>>>

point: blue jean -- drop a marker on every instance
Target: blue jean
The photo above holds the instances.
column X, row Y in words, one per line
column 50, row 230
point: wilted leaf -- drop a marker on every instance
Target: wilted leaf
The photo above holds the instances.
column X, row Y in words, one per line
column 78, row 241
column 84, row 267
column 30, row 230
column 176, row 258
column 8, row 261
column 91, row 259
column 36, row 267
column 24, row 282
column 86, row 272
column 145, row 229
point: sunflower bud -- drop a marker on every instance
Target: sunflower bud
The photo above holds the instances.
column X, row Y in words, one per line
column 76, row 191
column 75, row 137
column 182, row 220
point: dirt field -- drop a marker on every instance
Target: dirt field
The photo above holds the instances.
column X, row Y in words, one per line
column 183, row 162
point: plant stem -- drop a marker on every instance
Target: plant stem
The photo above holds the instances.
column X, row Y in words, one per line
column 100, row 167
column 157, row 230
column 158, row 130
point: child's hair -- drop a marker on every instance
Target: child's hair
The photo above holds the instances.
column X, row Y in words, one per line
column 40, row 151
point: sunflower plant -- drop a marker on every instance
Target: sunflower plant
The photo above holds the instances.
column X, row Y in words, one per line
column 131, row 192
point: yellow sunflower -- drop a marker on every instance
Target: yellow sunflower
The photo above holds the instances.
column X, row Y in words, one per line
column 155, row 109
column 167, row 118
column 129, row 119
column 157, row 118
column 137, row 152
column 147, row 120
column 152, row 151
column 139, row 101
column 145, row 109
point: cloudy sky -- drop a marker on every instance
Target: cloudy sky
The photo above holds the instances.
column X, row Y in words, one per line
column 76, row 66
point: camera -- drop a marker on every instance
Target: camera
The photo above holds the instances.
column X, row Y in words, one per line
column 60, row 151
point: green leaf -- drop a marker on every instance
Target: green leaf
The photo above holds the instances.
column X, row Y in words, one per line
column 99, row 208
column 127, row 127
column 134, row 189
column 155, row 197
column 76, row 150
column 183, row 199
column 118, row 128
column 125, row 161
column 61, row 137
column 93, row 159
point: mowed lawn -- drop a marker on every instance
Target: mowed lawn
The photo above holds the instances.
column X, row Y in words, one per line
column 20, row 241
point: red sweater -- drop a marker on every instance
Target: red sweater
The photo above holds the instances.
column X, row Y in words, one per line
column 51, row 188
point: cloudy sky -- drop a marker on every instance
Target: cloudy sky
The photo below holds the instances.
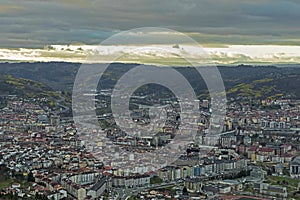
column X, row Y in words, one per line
column 36, row 23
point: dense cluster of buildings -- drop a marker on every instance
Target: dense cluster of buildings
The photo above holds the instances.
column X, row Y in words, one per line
column 255, row 145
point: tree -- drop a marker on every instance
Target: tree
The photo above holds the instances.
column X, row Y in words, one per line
column 30, row 177
column 184, row 191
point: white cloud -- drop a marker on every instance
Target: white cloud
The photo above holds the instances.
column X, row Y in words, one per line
column 156, row 54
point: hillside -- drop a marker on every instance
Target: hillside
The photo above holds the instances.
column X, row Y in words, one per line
column 10, row 85
column 242, row 80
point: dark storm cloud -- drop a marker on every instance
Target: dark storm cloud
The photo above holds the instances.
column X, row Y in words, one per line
column 37, row 22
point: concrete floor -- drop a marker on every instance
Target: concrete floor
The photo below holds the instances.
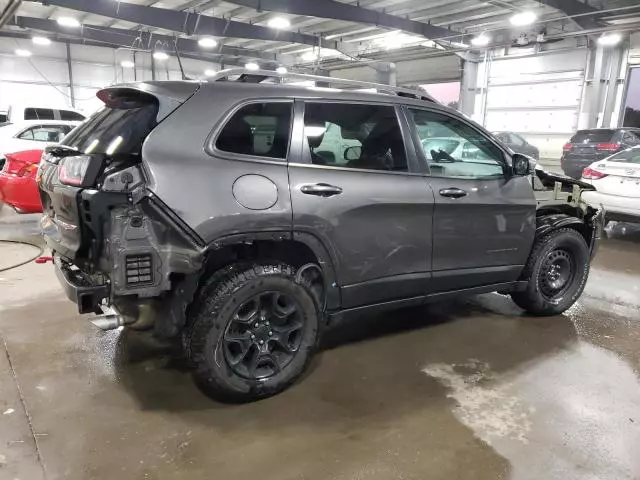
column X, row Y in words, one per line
column 462, row 390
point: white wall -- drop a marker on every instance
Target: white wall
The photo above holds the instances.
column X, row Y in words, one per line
column 412, row 72
column 43, row 78
column 537, row 94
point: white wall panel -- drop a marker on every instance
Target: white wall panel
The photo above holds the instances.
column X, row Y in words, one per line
column 538, row 95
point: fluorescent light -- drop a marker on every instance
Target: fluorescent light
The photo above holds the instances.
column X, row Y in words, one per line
column 309, row 56
column 608, row 40
column 207, row 42
column 68, row 22
column 481, row 40
column 41, row 41
column 279, row 22
column 523, row 18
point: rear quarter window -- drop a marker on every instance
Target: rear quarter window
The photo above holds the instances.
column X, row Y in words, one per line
column 593, row 136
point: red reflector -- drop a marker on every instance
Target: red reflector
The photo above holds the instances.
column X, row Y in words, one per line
column 591, row 174
column 608, row 147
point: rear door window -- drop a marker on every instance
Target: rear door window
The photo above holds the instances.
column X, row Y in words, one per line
column 71, row 116
column 38, row 114
column 258, row 129
column 593, row 136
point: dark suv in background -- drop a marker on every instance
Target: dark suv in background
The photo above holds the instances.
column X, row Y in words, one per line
column 588, row 146
column 245, row 217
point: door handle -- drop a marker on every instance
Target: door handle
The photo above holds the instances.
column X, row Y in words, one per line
column 320, row 189
column 452, row 192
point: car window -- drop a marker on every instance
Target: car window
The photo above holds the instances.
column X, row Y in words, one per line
column 72, row 116
column 593, row 136
column 38, row 114
column 474, row 157
column 45, row 133
column 354, row 136
column 630, row 138
column 631, row 155
column 516, row 139
column 259, row 129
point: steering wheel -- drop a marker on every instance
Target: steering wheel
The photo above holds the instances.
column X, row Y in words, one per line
column 441, row 157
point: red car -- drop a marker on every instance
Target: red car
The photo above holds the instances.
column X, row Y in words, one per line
column 18, row 186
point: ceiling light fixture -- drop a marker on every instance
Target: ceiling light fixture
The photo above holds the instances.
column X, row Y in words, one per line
column 279, row 23
column 41, row 41
column 481, row 40
column 207, row 42
column 523, row 18
column 610, row 39
column 309, row 56
column 68, row 22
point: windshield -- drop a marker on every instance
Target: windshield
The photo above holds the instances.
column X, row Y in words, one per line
column 114, row 130
column 627, row 156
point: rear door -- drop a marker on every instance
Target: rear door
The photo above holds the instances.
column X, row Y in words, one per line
column 356, row 188
column 484, row 219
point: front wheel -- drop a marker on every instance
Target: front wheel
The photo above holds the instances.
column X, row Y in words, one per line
column 556, row 272
column 253, row 332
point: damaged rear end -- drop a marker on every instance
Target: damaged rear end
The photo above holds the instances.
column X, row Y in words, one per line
column 115, row 245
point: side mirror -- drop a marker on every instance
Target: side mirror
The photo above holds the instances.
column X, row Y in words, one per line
column 522, row 165
column 352, row 153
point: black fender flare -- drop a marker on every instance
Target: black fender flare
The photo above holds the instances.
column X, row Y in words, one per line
column 325, row 260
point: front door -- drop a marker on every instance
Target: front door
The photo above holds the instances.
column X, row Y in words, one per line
column 355, row 188
column 484, row 218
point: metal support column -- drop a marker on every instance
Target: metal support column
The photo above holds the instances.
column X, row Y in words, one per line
column 386, row 73
column 594, row 92
column 70, row 70
column 468, row 87
column 616, row 58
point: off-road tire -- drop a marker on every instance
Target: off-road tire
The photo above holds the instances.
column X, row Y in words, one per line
column 564, row 242
column 214, row 309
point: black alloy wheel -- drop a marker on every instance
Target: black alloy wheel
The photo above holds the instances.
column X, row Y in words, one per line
column 263, row 335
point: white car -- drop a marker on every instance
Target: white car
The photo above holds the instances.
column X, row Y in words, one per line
column 32, row 134
column 617, row 182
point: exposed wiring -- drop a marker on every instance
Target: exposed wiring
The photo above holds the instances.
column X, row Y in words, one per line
column 21, row 242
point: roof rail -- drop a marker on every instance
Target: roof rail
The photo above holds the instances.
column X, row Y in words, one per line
column 257, row 76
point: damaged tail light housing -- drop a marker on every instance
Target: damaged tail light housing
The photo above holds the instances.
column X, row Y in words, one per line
column 80, row 170
column 22, row 164
column 608, row 147
column 592, row 174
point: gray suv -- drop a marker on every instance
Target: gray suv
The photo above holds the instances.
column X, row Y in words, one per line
column 244, row 215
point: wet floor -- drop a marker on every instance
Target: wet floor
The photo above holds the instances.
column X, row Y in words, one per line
column 461, row 390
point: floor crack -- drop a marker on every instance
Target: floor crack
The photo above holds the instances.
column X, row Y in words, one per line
column 34, row 435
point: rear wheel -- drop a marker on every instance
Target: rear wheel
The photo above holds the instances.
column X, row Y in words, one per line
column 556, row 272
column 252, row 333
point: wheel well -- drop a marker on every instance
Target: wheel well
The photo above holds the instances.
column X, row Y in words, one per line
column 567, row 211
column 292, row 252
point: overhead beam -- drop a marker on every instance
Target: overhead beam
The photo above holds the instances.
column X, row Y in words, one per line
column 144, row 40
column 587, row 15
column 334, row 10
column 188, row 23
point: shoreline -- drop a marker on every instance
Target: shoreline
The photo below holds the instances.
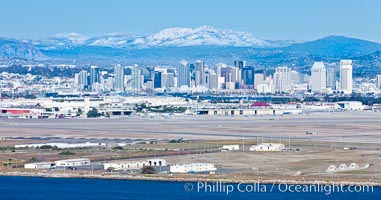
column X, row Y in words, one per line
column 186, row 179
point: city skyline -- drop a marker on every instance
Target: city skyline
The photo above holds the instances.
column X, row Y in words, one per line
column 298, row 21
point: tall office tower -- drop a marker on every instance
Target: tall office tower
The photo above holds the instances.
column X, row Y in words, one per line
column 94, row 75
column 197, row 78
column 318, row 77
column 346, row 76
column 248, row 77
column 76, row 79
column 240, row 64
column 226, row 72
column 331, row 76
column 213, row 81
column 294, row 77
column 199, row 66
column 199, row 73
column 136, row 78
column 157, row 79
column 259, row 77
column 118, row 78
column 282, row 80
column 379, row 81
column 83, row 80
column 170, row 80
column 183, row 74
column 219, row 67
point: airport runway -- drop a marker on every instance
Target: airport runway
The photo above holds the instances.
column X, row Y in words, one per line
column 362, row 126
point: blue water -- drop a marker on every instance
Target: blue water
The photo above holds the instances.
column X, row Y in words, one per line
column 74, row 188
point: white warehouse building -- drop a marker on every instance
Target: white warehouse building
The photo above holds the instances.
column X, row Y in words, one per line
column 40, row 165
column 127, row 165
column 72, row 162
column 192, row 168
column 230, row 147
column 268, row 147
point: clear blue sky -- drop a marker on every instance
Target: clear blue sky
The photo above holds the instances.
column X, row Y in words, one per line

<<<

Only the number is wanted here. Please work out how many lines of the records contain "tower".

2